**PROBLEM STATEMENT:**
The lines to print are the one containing "Target: girl in swimming pool" and every line after it through the end of the entries below. Print them exactly and nothing else.

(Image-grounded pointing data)
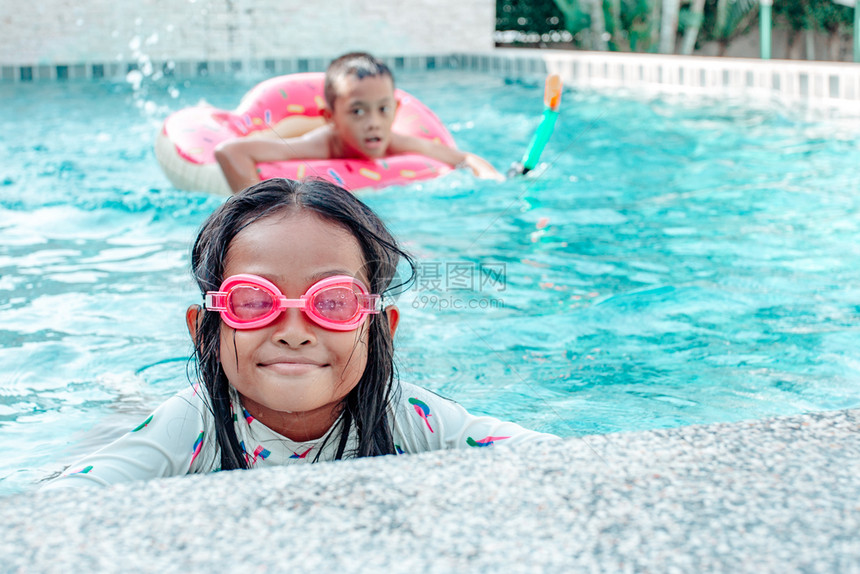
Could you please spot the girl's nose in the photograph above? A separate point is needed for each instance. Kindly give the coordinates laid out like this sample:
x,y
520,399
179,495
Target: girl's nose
x,y
293,328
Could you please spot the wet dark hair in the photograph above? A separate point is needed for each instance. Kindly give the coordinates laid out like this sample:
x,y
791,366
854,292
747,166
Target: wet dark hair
x,y
360,64
365,407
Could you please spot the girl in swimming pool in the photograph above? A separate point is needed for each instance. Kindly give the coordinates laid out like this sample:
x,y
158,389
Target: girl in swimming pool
x,y
293,349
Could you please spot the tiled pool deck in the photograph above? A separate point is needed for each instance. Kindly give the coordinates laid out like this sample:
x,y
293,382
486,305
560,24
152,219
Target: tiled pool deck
x,y
777,495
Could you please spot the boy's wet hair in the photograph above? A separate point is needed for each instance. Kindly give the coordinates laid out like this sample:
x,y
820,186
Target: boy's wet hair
x,y
365,407
359,64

**REPLY:**
Target: girl in swimming pool
x,y
293,349
Could you please spot the tiled pool deck in the photograph above? A separate point is needed for each instance. Kindly give the coordinates laid out like this sample:
x,y
293,382
486,305
560,24
152,219
Target: tiled pool deck
x,y
777,495
Could you please spot the boy's wet hair in the photograph above? A separate point is needed for each instance. Kindly give the coordinates laid out like this sample:
x,y
820,186
Target: boy's wet hair
x,y
365,407
359,64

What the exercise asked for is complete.